=== Problems to work on ===
a - Using the sermon excerpt, answer each question:
(i) Who called the speaker last week?
(ii) What word does Jesus speak to the waves and the wind?
(iii) When did the mother in the Nursing Home die?
b - Does each statement agree with the sermon excerpt? Answer yes or no, and quote the words that decide it.
(i) The mother kept screaming while the speaker prayed.
(ii) Jesus spoke to the waves and the wind.
(iii) The speaker heard an answer after crying out "God, where are you?"

Jesus in other places in the New Testament says to us that it is all right to cry to God. In fact, God invites us to cry. We are told to ask, to seek, to knock, and to pound on the door of heaven. You can almost see the disciples here as the waves break in and the storm is furious. They do the one thing that is left to do. They had done all that was possible to do with their human skill and now they cry in their neediness to Jesus. And Jesus hears and responds to that cry. Our fears are so often very strong when the storms threaten to overwhelm us, that we can cry to Jesus and know that he hears and that he will respond to the cry of our hearts.


Last week I got a call from a woman desperate and near exhaustion. Her mother was dying and she wondered if I could go and say a prayer for her mum.  When I got to the Nursing Home and found the room. I walked into what seemed very much like a storm, the lady's mother was screaming and obvious physical and mental anguish. Her daughter stood by the bedside and tried to soothe her mother. Nothing was working. I wondered what I could do to help.


As I looked at the mother's ravaged and failing body, at the desperation in the daughter's eyes – I found myself crying out, "God, where are you?" And in my cry I knew no answer, but I knew that I wanted to experience the presence of God in the midst of these difficult circumstances. I wanted to know that the heart of God was the heart that is shown in Jesus who was compassionate and caring. And so I prayed. I prayed for the mother to know God's forgiveness, God's mercy and love. I prayed for her daughter standing next to me, full of grief and hopelessness.


And as I prayed the mother began to stop crying out. Her body relaxed, and she started to close her eyes. After a while I left and the mother died later that night.


In the account with the disciples we find that after the disciples had cried out, that Jesus got up. Then he did something that even the disciples, with their experience of Jesus, had not expected. He actually speaks to the waves and to the wind. The word that he speaks is the word peace, be still. And then the wind died down, it was completely still, and there was calm. Much of the turmoil in our lives isn’t simply the turmoil from the outer circumstances, it's the turmoil that churns within us, tearing us apart. We cry out to God and then to our astonishment we discover that God comes. God is not absent, but present and God speaks to the storm that is within our turbulent and tossed spirits.

=== Source information ===

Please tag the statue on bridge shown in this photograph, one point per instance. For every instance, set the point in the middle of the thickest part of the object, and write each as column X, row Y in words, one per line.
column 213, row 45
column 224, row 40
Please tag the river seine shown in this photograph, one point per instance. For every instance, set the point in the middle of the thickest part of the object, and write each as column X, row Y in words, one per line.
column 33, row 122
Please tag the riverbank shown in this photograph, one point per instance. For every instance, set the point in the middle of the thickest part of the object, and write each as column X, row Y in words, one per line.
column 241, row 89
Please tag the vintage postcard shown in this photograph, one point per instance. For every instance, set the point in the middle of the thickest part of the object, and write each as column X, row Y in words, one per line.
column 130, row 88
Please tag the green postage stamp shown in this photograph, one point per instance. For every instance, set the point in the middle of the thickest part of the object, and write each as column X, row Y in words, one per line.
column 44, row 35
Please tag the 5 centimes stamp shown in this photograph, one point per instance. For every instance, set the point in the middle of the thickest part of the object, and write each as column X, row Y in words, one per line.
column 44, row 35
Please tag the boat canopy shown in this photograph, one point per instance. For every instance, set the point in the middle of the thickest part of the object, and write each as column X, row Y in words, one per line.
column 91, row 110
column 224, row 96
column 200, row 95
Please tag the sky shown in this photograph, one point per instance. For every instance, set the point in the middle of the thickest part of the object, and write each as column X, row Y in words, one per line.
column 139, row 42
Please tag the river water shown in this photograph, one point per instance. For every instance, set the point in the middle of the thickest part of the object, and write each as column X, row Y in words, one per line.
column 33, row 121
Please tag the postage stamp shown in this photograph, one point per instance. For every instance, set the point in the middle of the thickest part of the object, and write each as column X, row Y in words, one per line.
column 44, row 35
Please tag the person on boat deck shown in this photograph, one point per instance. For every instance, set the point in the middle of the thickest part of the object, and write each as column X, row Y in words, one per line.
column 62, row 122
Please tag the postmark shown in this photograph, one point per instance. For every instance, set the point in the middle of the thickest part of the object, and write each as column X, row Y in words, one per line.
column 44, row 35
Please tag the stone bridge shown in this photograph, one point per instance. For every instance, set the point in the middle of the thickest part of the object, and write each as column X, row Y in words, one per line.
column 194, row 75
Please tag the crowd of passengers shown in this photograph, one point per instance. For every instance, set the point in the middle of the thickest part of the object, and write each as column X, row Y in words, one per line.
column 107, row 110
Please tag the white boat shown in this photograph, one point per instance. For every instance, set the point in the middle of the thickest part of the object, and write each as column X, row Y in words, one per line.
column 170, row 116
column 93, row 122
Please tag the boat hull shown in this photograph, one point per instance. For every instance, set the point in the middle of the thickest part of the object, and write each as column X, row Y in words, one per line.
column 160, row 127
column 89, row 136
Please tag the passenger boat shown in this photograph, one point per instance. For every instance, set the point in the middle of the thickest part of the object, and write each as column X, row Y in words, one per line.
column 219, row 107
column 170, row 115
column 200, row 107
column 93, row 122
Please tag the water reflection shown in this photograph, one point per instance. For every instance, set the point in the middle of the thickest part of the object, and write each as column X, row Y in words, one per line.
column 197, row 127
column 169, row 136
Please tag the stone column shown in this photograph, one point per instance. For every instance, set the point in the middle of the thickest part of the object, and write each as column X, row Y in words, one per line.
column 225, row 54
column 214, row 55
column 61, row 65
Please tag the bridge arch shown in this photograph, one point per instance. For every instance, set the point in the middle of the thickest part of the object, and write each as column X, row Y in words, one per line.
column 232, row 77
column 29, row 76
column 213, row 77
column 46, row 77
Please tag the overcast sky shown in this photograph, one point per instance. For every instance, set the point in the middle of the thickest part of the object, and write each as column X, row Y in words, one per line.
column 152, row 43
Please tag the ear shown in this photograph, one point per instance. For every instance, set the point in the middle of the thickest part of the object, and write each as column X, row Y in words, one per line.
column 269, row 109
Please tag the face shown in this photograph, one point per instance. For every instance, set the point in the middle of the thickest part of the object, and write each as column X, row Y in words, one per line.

=== Solutions to the tasks ===
a -
(i) A woman who was desperate and near exhaustion, whose mother was dying.
(ii) Peace, be still.
(iii) Later that night, after the speaker had left.

b -
(i) No: "And as I prayed the mother began to stop crying out."
(ii) Yes: "He actually speaks to the waves and to the wind."
(iii) No: "And in my cry I knew no answer"